Written problem:
From the WKBE document below, extract everything from "- Former call" down to "of 100.3 MHz)", reproducing that passage verbatim.

Source document:
WKBE
- Corinth, New York; United States;
- Broadcast area: Glens Falls; Saratoga Springs
- Frequency: 107.1 MHz
- Branding: 100.9/107.1 The Cat

Programming
- Format: Country
- Affiliations: Compass Media Networks

Ownership
- Owner: Pamal Broadcasting; (6 Johnson Road Licenses, Inc.);
- Sister stations: WFFG-FM; WENU; WMML; WNYQ;

History
- First air date: June 1967 (as WXQL)
- Former call signs: WXQL (1967–1970); WBZA-FM (1970–1979); WNIQ (1979–1986); WAYI (1986–1993); WMJR (1993–1996); WHTR (1996–2001); WFFG-FM (2001–2014);
- Call sign meaning: Karamatt Broadcasting Enterprises (original owner of 100.3 MHz)

Technical information
- Licensing authority: FCC
- Facility ID: 49716
- Class: A
- ERP: 2,850 watts
- HAAT: 147 meters (482 ft)
- Transmitter coordinates: 43°14′40.3″N 73°46′16.4″W﻿ / ﻿43.244528°N 73.771222°W

Links
- Public license information: Public file; LMS;
- Webcast: Listen live
- Website: www.thecatalbany.com

= WKBE =

WKBE (107.1 FM) is a commercial radio station licensed to Corinth, New York, and serving Glens Falls and Saratoga Springs. It is owned by Pamal Broadcasting and broadcasts a country music radio format, simulcasting WKLI-FM (100.9) from Albany.

WKBE has an effective radiated power (ERP) of 2,850 watts. The transmitter is in Lake Luzerne, New York.

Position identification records
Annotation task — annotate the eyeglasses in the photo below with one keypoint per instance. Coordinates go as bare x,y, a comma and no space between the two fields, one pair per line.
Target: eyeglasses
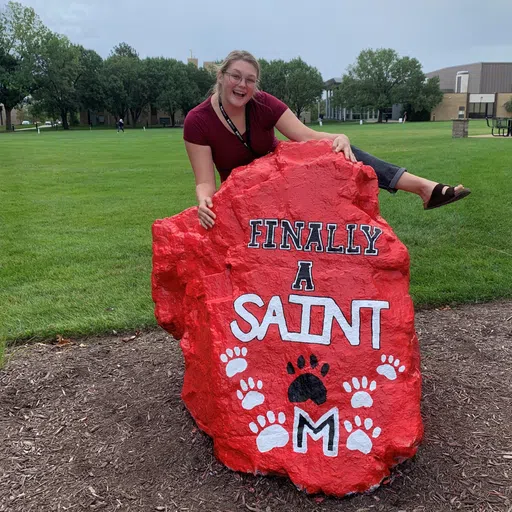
236,78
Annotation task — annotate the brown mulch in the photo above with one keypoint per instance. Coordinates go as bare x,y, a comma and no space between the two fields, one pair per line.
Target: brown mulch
98,424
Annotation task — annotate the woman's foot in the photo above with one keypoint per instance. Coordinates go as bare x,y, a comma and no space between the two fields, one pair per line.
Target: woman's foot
441,195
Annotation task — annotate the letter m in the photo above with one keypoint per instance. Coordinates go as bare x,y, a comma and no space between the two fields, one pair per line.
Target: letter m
327,427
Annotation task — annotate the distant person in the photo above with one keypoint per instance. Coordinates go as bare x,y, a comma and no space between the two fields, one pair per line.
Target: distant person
236,103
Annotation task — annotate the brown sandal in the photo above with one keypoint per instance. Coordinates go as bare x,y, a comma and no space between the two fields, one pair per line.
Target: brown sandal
438,199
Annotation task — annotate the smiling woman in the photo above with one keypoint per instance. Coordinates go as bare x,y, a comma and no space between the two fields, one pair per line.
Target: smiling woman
235,125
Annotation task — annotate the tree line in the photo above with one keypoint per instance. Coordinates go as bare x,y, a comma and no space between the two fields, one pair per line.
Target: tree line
60,79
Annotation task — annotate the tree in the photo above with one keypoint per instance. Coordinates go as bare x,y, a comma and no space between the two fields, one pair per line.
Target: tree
304,85
125,83
423,100
274,78
61,71
508,105
90,90
21,32
380,78
295,83
200,82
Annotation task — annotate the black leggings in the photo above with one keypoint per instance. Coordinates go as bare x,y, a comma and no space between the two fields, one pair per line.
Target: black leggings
387,174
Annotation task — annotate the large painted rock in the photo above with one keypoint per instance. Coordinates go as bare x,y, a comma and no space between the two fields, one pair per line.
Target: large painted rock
295,322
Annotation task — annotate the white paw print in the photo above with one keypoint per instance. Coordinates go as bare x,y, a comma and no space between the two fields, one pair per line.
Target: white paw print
235,360
249,394
361,397
390,367
273,436
360,440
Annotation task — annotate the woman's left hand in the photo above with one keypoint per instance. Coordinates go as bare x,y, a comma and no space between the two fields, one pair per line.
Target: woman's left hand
341,143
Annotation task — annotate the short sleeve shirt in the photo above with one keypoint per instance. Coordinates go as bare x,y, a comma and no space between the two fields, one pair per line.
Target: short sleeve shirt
203,127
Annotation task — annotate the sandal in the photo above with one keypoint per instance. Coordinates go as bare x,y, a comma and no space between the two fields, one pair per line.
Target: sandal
438,199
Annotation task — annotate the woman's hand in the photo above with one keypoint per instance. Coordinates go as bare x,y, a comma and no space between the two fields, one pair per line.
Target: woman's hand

In response:
- Former call signs: WXQL (1967–1970); WBZA-FM (1970–1979); WNIQ (1979–1986); WAYI (1986–1993); WMJR (1993–1996); WHTR (1996–2001); WFFG-FM (2001–2014);
- Call sign meaning: Karamatt Broadcasting Enterprises (original owner of 100.3 MHz)